## TO BE DONE
Write out the entries, please, from the line containing "of the dark" through their final line, exactly and with nothing else.

## EXTRACTED INFORMATION
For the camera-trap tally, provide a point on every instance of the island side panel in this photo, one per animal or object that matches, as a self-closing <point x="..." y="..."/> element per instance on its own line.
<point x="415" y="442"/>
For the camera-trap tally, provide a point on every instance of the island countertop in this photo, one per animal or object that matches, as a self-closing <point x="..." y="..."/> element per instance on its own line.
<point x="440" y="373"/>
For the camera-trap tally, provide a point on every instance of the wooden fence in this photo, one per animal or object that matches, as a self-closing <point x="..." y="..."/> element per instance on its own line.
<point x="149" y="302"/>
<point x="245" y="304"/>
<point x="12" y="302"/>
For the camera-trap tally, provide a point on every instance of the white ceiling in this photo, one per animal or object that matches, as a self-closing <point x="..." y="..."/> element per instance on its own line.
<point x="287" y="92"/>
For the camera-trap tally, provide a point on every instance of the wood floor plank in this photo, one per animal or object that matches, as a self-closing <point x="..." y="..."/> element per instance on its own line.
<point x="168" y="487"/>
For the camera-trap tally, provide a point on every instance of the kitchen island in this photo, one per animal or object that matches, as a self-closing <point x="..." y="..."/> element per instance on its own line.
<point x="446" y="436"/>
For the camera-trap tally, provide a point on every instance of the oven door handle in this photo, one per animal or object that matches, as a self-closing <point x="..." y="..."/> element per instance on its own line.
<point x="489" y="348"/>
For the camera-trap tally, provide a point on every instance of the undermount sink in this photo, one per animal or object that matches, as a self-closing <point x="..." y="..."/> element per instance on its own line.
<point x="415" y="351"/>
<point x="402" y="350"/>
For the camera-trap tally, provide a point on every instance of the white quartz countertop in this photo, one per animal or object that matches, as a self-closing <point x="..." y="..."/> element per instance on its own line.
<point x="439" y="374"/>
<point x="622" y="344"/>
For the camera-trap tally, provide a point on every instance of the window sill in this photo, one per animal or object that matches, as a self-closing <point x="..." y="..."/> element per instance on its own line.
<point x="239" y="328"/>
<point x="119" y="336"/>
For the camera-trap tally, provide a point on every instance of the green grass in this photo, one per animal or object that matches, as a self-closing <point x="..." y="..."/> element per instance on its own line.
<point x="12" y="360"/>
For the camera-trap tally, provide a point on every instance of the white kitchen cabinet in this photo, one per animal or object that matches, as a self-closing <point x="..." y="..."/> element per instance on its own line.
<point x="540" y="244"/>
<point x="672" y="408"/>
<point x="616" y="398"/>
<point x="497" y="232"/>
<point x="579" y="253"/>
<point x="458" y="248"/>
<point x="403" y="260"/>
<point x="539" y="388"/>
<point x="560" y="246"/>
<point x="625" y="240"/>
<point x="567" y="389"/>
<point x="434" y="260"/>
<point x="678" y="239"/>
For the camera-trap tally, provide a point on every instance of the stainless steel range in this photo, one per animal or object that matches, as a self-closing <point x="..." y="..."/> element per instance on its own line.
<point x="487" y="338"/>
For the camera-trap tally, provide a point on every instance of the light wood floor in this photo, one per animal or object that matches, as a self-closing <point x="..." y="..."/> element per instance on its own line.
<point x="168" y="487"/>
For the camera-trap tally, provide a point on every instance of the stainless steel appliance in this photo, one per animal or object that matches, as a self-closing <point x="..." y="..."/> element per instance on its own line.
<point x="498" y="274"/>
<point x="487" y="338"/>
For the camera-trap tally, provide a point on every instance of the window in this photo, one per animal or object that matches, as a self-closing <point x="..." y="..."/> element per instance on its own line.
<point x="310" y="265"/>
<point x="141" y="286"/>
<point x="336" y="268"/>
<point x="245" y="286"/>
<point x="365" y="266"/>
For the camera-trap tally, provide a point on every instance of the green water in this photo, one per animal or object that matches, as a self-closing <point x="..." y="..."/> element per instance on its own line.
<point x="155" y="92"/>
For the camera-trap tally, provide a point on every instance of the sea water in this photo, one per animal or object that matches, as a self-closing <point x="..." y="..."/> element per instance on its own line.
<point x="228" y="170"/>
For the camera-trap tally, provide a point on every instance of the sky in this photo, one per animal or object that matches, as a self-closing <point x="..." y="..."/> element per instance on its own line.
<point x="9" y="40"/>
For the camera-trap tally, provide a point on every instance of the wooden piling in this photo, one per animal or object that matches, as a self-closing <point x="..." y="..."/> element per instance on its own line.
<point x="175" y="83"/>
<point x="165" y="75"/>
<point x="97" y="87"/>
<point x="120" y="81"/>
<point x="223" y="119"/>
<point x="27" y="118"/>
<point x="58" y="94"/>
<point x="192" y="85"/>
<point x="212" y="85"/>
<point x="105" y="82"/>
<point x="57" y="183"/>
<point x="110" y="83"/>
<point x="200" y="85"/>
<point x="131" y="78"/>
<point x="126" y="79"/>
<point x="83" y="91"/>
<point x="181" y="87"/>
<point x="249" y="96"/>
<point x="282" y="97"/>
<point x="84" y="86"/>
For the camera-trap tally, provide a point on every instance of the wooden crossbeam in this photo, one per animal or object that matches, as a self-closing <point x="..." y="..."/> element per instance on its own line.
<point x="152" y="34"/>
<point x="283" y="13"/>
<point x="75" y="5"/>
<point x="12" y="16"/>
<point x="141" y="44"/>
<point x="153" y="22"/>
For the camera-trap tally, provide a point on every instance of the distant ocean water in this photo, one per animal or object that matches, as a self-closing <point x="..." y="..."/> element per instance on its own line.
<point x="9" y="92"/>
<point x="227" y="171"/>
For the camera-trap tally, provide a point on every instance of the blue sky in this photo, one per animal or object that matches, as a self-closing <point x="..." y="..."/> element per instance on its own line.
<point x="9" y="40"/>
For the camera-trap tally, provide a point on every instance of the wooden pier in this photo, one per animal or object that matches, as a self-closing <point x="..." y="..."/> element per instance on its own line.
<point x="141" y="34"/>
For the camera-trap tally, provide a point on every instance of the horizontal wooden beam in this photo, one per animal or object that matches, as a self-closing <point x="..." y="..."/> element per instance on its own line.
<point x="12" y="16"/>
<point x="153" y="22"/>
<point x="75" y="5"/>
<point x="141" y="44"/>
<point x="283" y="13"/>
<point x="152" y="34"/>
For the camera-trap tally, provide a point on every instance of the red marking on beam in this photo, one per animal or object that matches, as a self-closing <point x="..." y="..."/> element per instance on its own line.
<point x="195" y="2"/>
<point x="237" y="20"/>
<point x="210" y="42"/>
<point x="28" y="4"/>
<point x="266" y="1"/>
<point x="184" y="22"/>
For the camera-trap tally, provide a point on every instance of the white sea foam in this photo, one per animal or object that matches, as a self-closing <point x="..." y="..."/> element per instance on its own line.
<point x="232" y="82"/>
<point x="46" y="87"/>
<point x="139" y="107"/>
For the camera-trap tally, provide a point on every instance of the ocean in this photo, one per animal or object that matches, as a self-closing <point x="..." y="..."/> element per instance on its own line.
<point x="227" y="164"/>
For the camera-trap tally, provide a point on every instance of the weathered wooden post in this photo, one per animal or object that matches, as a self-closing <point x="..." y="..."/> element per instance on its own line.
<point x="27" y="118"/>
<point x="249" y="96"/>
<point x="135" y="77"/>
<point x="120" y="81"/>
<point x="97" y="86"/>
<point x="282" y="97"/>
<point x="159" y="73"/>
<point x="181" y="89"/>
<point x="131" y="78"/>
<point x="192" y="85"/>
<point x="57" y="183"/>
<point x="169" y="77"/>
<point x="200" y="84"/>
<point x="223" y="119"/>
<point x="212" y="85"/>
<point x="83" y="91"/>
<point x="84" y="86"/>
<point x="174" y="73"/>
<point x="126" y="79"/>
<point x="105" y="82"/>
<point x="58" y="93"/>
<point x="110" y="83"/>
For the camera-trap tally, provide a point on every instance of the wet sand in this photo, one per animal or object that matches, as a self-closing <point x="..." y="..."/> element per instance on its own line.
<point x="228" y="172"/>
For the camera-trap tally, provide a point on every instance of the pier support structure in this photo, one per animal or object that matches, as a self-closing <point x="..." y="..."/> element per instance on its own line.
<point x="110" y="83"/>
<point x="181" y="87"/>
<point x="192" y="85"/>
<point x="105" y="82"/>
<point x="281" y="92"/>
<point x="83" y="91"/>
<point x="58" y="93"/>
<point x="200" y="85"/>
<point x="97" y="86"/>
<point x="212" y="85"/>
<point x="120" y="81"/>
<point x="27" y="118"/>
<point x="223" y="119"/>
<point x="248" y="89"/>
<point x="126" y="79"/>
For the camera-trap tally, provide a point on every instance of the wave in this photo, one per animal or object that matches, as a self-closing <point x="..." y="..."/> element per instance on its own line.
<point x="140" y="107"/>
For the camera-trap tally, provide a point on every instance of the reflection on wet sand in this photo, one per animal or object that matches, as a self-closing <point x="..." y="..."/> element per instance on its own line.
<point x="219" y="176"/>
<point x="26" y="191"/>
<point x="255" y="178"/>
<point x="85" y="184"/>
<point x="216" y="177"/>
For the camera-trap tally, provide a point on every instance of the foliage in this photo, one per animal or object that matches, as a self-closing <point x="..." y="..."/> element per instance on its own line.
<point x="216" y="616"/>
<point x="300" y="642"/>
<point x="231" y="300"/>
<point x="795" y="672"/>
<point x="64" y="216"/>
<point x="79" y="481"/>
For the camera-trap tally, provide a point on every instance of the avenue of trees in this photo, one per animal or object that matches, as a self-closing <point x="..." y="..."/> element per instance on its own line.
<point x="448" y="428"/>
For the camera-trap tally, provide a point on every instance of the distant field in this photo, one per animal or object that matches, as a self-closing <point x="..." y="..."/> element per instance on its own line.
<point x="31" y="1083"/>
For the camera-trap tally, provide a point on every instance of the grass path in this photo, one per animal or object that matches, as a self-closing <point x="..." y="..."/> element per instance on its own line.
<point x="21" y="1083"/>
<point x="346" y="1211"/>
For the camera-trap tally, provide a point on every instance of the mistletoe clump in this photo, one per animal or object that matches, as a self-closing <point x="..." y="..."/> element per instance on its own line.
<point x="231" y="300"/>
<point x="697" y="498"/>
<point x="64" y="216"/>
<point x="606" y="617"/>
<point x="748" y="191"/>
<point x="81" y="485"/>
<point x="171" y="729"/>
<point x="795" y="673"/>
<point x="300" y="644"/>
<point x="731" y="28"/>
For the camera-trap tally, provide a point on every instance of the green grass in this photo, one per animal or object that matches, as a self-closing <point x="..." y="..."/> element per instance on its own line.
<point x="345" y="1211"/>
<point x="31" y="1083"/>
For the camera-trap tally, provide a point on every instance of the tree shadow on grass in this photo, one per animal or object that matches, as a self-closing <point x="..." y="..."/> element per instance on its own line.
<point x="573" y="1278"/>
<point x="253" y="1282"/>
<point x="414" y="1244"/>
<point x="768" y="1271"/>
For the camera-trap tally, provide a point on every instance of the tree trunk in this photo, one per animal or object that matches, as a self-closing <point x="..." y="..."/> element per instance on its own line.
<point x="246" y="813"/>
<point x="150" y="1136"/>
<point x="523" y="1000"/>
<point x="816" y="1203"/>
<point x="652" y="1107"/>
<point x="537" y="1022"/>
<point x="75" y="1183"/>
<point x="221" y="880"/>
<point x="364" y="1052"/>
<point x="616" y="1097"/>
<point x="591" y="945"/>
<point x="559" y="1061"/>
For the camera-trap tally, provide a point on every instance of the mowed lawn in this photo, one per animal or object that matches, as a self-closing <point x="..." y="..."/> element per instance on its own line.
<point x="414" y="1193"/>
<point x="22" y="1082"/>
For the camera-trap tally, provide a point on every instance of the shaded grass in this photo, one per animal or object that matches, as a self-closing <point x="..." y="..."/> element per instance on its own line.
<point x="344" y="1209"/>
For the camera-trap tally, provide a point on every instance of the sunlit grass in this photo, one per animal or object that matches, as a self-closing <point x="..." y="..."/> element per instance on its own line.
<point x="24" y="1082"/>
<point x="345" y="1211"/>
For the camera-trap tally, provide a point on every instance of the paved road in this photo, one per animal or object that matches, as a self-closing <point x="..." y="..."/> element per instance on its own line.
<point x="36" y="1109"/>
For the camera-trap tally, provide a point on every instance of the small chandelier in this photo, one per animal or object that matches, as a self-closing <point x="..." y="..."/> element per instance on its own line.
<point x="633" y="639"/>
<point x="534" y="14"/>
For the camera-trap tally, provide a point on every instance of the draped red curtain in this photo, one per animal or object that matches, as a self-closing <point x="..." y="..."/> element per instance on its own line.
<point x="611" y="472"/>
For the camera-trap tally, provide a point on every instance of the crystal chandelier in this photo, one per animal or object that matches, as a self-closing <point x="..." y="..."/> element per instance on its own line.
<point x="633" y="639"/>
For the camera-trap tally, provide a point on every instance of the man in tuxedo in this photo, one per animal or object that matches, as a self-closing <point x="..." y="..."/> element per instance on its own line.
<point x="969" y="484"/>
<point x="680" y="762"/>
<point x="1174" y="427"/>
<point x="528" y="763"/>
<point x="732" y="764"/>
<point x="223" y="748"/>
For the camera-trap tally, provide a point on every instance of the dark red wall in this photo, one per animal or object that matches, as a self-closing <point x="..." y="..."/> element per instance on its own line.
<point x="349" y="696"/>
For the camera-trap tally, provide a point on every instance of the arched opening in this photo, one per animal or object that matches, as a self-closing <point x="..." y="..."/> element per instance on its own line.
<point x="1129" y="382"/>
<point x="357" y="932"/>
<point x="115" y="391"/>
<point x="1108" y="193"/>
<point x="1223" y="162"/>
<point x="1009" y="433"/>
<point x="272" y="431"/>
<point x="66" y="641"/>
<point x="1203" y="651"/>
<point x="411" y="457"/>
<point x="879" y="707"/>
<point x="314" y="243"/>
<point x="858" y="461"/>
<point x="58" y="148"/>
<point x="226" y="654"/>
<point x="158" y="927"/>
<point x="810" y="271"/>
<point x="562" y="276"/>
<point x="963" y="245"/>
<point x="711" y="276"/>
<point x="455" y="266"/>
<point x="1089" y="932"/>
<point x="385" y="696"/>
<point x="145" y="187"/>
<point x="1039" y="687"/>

## TASK SOLUTION
For the camera-trap tally, provide a point on every instance of the dark red wall in this photo, one per animal or object that matches, as a self-closing <point x="..." y="..."/> element per instance on its own line.
<point x="349" y="696"/>
For the camera-trap tally, provide a point on every instance of the arched opening in this photo, one per animal or object that matches, as a self-closing <point x="..." y="..."/> element per instance on its own line.
<point x="1129" y="382"/>
<point x="357" y="932"/>
<point x="115" y="391"/>
<point x="1108" y="193"/>
<point x="1223" y="162"/>
<point x="1009" y="433"/>
<point x="272" y="431"/>
<point x="66" y="641"/>
<point x="1203" y="651"/>
<point x="411" y="457"/>
<point x="879" y="707"/>
<point x="314" y="243"/>
<point x="858" y="461"/>
<point x="58" y="148"/>
<point x="226" y="654"/>
<point x="158" y="927"/>
<point x="810" y="271"/>
<point x="562" y="276"/>
<point x="963" y="245"/>
<point x="711" y="276"/>
<point x="455" y="266"/>
<point x="1089" y="932"/>
<point x="385" y="696"/>
<point x="145" y="187"/>
<point x="1039" y="687"/>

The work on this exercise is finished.